[TUGAS YANG DIKERJAKAN]
1. Salin ulang bagian potongan dokumen yang dimulai dari "Hindun bintu" dan berakhir pada "Durrah dan Zainab.". Gantilah "Habasyah" dengan "Etiopia".
2. Menurut potongan dokumen, ke negeri mana Ummu Salamah dan suaminya berhijrah?

Penulis
: Ummu ‘Abdirrahman Anisah bintu ‘Imran
Kecantikan
dan kemuliaan berpadu dalam dirinya. Cinta, kesetiaan dan ketaatannya pada
pendamping hidupnya membawanya untuk memperoleh sebentuk doa. Doa yang berbuah
keindahan hidup tiada tara, bersisian dengan hamba Rabb-nya yang paling mulia.
Hindun bintu
Abi Umayyah bin Al-Mughirah bin ‘Abdillah bin ‘Umar bin Makhzum bin Yaqzhah bin
Murrah Al-Qurasyiyyah Al-Makhzumiyyah radhiyallahu ‘anha. Dia lebih
dikenal dengan kunyahnya, Ummu Salamah.
Dia seorang
istri yang penuh cinta bagi suaminya, Abu Salamah ‘Abdullah bin ‘Abdil Asad bin
Hilal bin ‘Abdillah bin ‘Umar bin Makhzum bin Yaqzhah bin Murrah bin Ka’b
Al-Makhzumi radhiyallahu ‘anhu. Dalam beratnya cobaan dan gangguan,
mereka meninggalkan negeri Makkah menuju Habasyah untuk berhijrah, membawa
keimanan. Di negeri inilah Ummu Salamah radhiyallahu ‘anha melahirkan
anak-anaknya, Salamah, ‘Umar, Durrah dan Zainab.

[DATA YANG DIBERIKAN]
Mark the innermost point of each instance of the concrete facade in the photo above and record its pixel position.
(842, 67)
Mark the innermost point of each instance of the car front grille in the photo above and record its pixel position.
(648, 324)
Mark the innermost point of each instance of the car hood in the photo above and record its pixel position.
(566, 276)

--

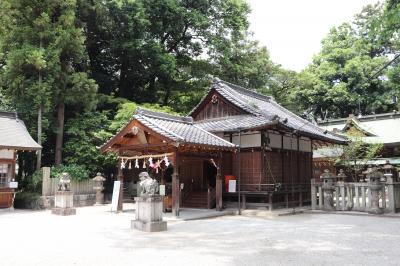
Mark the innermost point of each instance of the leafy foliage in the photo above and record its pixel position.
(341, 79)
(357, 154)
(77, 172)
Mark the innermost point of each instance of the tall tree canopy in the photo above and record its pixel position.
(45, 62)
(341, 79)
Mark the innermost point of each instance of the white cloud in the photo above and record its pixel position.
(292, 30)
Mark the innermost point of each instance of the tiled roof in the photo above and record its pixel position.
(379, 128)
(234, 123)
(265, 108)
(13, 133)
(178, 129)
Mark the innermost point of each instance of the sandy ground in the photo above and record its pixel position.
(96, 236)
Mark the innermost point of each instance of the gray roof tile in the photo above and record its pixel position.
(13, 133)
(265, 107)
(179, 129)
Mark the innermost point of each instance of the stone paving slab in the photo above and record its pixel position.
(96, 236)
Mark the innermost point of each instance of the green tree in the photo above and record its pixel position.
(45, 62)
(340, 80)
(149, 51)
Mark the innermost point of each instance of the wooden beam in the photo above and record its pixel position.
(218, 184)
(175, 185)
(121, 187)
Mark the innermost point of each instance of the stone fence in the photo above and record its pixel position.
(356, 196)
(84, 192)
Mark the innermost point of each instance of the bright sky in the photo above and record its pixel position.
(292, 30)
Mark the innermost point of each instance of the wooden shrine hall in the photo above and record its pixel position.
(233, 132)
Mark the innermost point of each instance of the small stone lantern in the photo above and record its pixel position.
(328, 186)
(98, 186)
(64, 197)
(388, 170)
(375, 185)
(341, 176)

---

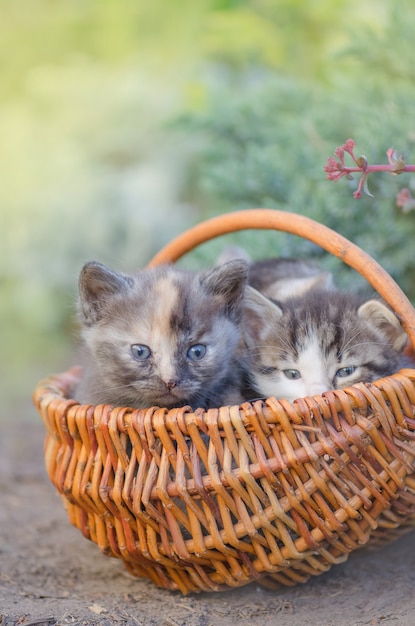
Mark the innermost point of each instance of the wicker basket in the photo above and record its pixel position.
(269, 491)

[LATIHAN TERJAWAB]
1.
Hindun bintu
Abi Umayyah bin Al-Mughirah bin ‘Abdillah bin ‘Umar bin Makhzum bin Yaqzhah bin
Murrah Al-Qurasyiyyah Al-Makhzumiyyah radhiyallahu ‘anha. Dia lebih
dikenal dengan kunyahnya, Ummu Salamah.
Dia seorang
istri yang penuh cinta bagi suaminya, Abu Salamah ‘Abdullah bin ‘Abdil Asad bin
Hilal bin ‘Abdillah bin ‘Umar bin Makhzum bin Yaqzhah bin Murrah bin Ka’b
Al-Makhzumi radhiyallahu ‘anhu. Dalam beratnya cobaan dan gangguan,
mereka meninggalkan negeri Makkah menuju Etiopia untuk berhijrah, membawa
keimanan. Di negeri inilah Ummu Salamah radhiyallahu ‘anha melahirkan
anak-anaknya, Salamah, ‘Umar, Durrah dan Zainab.

2. Mereka berhijrah ke negeri Habasyah.